> [REQUEST] Return the data below unchanged, starting at the line that contains "On this screenshot, the tree" and ending with the last line of the data. Leave the pictures out.

Dataset records
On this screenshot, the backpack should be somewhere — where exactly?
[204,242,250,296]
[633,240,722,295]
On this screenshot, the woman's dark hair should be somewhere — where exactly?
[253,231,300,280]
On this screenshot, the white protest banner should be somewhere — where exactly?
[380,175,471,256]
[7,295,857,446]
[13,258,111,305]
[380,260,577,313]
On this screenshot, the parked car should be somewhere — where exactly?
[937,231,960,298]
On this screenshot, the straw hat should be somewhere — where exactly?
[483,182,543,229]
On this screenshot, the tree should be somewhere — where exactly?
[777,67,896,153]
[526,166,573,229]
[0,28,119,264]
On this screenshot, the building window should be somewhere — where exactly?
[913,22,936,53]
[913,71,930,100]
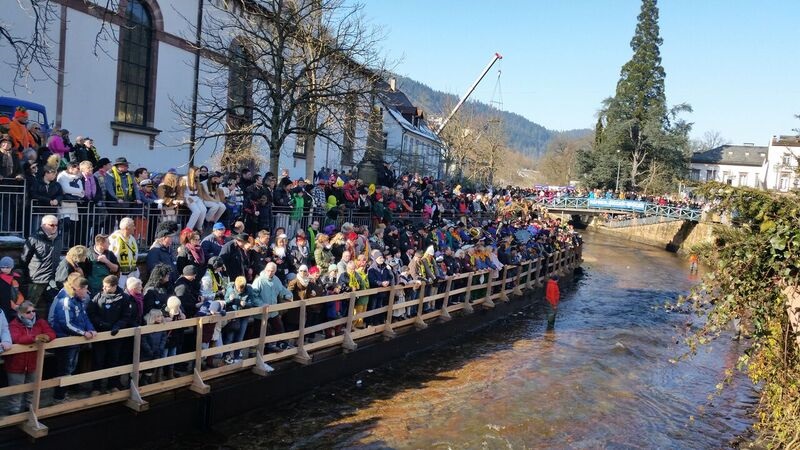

> [OUTPUT]
On this screenshot, the tree should be somewhere — where exactly?
[777,67,896,153]
[526,166,573,229]
[0,28,119,264]
On this screenshot, the building window should be somewhere — where exactly?
[913,22,936,53]
[913,71,930,100]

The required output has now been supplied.